■ EXERCISE: Could you write out all of the records below again, switching every "instance" to "occurrence" and leaving everything else unchanged?

=======

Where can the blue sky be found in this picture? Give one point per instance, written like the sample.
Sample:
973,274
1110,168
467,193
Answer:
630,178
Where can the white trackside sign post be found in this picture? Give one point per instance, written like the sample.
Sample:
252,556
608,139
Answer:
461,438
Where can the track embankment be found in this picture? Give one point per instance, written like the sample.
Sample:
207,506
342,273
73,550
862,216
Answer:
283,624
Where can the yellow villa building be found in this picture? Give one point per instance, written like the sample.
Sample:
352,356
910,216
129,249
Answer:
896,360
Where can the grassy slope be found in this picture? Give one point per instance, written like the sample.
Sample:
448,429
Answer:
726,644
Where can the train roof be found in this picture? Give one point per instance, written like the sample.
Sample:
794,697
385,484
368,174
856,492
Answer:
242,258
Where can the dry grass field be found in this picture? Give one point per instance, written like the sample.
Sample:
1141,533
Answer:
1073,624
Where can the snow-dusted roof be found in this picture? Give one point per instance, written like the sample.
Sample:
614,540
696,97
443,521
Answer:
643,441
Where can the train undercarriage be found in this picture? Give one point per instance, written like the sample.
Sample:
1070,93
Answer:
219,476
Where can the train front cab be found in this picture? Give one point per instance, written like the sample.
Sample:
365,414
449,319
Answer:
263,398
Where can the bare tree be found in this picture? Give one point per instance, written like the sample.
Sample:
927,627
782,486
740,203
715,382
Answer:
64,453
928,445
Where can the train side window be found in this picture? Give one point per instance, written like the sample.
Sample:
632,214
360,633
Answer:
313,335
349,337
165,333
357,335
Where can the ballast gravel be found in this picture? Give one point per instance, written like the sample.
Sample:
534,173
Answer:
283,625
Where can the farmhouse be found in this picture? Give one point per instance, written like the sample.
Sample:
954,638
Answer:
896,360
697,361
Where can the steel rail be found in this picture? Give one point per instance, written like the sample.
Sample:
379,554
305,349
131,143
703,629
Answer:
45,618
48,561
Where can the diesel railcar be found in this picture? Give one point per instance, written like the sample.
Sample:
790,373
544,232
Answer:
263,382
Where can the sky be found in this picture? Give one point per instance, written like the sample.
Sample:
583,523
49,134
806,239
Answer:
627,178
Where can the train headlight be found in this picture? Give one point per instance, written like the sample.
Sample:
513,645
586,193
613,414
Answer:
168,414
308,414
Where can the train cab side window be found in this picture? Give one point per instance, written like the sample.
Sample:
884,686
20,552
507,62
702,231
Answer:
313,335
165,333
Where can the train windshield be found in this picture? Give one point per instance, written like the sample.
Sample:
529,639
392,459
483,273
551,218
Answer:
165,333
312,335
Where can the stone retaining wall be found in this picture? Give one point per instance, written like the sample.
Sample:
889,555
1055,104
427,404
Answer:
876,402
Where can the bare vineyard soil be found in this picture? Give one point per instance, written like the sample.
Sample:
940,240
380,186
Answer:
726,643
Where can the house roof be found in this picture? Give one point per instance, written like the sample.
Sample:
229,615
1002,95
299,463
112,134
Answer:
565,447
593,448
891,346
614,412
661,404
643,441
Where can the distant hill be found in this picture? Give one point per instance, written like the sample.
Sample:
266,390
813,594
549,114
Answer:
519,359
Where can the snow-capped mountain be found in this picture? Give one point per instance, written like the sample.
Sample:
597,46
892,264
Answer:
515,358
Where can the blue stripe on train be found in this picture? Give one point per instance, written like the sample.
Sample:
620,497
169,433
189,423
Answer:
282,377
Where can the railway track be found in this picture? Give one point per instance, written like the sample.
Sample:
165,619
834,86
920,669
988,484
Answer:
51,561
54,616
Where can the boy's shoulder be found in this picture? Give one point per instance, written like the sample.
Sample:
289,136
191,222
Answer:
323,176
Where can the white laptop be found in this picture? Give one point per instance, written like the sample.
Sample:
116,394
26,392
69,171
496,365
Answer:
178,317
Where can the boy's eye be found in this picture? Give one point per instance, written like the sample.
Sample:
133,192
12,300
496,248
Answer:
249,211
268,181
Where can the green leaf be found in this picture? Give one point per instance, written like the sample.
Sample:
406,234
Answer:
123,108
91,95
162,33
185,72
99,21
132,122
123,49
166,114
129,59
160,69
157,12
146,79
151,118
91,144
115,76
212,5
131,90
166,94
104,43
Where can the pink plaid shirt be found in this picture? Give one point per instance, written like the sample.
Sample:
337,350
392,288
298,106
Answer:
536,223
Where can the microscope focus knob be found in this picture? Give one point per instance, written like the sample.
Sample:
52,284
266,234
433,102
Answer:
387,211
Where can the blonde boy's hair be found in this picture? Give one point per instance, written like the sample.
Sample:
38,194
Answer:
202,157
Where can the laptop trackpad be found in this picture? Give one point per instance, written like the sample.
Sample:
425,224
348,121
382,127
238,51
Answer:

=======

■ REPLY:
Where can the blue sky be found in this picture? Give one point per occurrence, written like the sample.
Sample:
973,274
1110,168
467,193
Answer:
630,178
Where can the white trackside sign post be found in this picture? Give one point per occurrence, written like the sample.
Sample:
252,556
608,139
Answer:
461,438
Where can the track embankment be found in this picture? Give one point per occurrence, written like the sample.
Sample:
207,506
342,273
73,550
862,216
Answer:
283,624
Where can the yellow villa building be found in this picture? Give one point per occurrence, written like the sample.
Sample:
352,356
910,216
129,249
Answer:
896,360
Where can the grassy slope be found in this picture? Give one point per occurrence, written like the sample.
Sample:
448,429
Answer:
726,644
Where can the train roof be found in this picture? Give one point per occurrence, written like the sample.
Sample:
794,697
385,484
368,174
856,492
Answer:
242,258
Where can the dry grass field be found in this picture? Give one point per occurrence, written like the sample.
Sample:
1141,533
Answer:
1073,624
Where can the snow-dusted roof be found in this picture? Give one point per occurrence, written like the sample.
Sample:
614,540
696,97
443,521
Answer:
643,441
Where can the train undercarriage be found in this picture? Give one point per occurrence, written like the sample.
Sample:
1070,93
Answer:
219,476
Where can the train front cab be found in this picture? Give one point per occurrence, written like the sample.
Sample:
365,414
449,319
Answer:
263,398
Where can the bare tree be found in this picture? Give one point per occurrence, written like the sample.
Sample:
927,627
782,486
740,203
715,382
Answer:
64,453
928,445
Where can the train side window be found in this picture? Give one point per occurrence, written like the sample.
Sample:
632,214
360,633
Answer:
313,335
349,337
165,333
357,335
Where can the ballast gravel be found in this picture? Give one point per occurrence, written like the sample.
Sample:
534,173
Answer:
283,625
Where can the farmhouse be found in this picture? Give one point per occurrence, written like the sample.
Sample:
954,638
Answer:
896,360
697,361
Where can the steel rail be found in this picture? Give one point per occurrence, written like the sample.
Sample:
379,554
305,349
131,143
703,629
Answer:
45,618
48,561
Where can the diesel railcar be found in this picture? Give one point per occurrence, written like the sample.
Sample:
790,373
544,232
Answer:
263,382
Where can the sky be found in this picture? Give one point per occurrence, written like the sample.
Sample:
583,523
49,134
806,239
Answer:
627,178
Where can the train headlight be found in this picture? Give one point per occurrence, written like the sample.
Sample:
513,645
586,193
613,414
Answer:
168,414
308,414
Where can the train cab side window be found in this picture? Give one point per occurrence, written like the sample.
Sample:
884,686
20,552
507,62
702,231
Answer:
313,335
165,333
Where can the train windshield be found in this picture? Give one point per occurrence, written like the sample.
Sample:
529,639
392,459
483,273
551,218
Answer:
165,333
312,335
Where can the stone retaining wall be found in this picture? Give one point per occurrence, written like the sample.
Sample:
889,555
1055,104
427,404
Answer:
876,402
Where can the bare vineyard soil be found in this picture? Give one point per occurrence, written like the sample.
Sample:
940,240
380,186
Answer:
726,643
Where can the house roof be found in this picture? Give one point per occurrence, written like the sample.
Sample:
229,615
1002,95
299,463
112,134
Answer:
565,447
593,448
891,346
614,412
661,404
643,441
Where can the distant hill be found in this picture? Give one point per occurrence, written like the sample.
Sample:
266,390
813,594
549,114
Answer:
519,359
Where can the snow-capped mountain be found in this picture? Give one point per occurrence, written like the sample.
Sample:
597,46
892,264
Answer:
515,358
Where can the blue stripe on train be found in this picture? Give one point per occurrence, written like the sample.
Sample:
620,497
169,433
189,423
Answer:
282,377
Where can the railway track be found in this picture? Give one point per occurrence, written like the sample.
Sample:
165,619
834,86
920,669
988,484
Answer:
51,561
54,616
Where can the boy's shoulder be found in this picture? Give one point per occurrence, written like the sample.
Sample:
289,136
191,222
Answer:
323,176
Where can the white laptop be found in this picture? Give one point per occurrence, written like the sample.
Sample:
116,394
26,392
69,171
496,365
Answer:
178,317
Where can the boy's eye be found in this picture? Give one point per occurrence, written like the sample.
Sample:
133,192
12,300
496,248
Answer:
249,211
268,181
Where can the green leaf be found in this picture? Give one point per occurrence, written like the sample.
Sample:
406,234
Answer:
123,108
91,95
162,33
185,72
99,21
132,122
123,49
166,114
129,59
160,69
157,12
146,79
151,118
91,144
115,76
212,5
131,90
166,94
104,43
Where can the pink plaid shirt be found in this picture? Give one point per occurrence, written like the sample.
Sample:
337,350
392,288
298,106
Answer:
536,223
Where can the microscope focus knob be found in this picture? Give one point per occurrence, written like the sample.
Sample:
52,284
266,234
433,102
Answer:
387,211
Where can the blonde boy's hair be found in this picture? Give one point per occurrence, written like the sample.
Sample:
38,194
Answer:
202,157
Where can the laptop trackpad be found in this picture? Give one point per occurrence, written like the sample.
Sample:
425,224
348,121
382,127
238,51
Answer:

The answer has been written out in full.